▶ _Exercise details_:
Put every line of the records below into a JSON list of strings, one string per line, with blank lines omitted.

▶ _Data provided_:
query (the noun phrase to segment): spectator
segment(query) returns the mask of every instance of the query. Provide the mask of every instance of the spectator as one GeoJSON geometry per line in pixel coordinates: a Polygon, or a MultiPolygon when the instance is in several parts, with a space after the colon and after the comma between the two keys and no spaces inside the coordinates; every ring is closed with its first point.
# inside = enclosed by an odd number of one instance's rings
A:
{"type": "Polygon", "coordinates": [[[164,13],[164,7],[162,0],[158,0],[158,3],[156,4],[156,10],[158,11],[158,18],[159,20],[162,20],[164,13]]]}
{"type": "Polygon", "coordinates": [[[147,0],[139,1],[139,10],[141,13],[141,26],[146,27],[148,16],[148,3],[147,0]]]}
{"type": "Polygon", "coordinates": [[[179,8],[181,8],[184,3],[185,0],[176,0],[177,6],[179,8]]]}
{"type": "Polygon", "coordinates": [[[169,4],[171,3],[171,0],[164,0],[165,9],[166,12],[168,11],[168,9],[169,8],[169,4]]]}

▶ _Answer to this exercise_:
[
  "query (the noun phrase to segment): spectator",
  "segment(query) returns the mask of every instance of the query. Provide the mask of every instance of the spectator as one GeoJSON geometry per line in pixel coordinates: a Polygon, or a MultiPolygon when the instance is in several parts, with a space after the colon and after the comma between the two keys and no spaces inside the coordinates; every ring is closed with its first point.",
  "# inside = enclosed by an odd number of one instance's rings",
  "A:",
  "{\"type\": \"Polygon\", \"coordinates\": [[[164,13],[164,7],[162,0],[158,0],[158,3],[156,4],[156,10],[158,11],[158,18],[159,20],[162,20],[164,13]]]}",
  "{\"type\": \"Polygon\", \"coordinates\": [[[147,0],[139,1],[139,10],[141,13],[141,26],[146,27],[148,16],[148,3],[147,0]]]}",
  "{\"type\": \"Polygon\", \"coordinates\": [[[179,8],[181,8],[184,3],[185,0],[176,0],[177,6],[179,8]]]}",
  "{\"type\": \"Polygon\", \"coordinates\": [[[169,4],[171,3],[171,0],[164,0],[165,9],[166,12],[168,11],[168,9],[169,8],[169,4]]]}"
]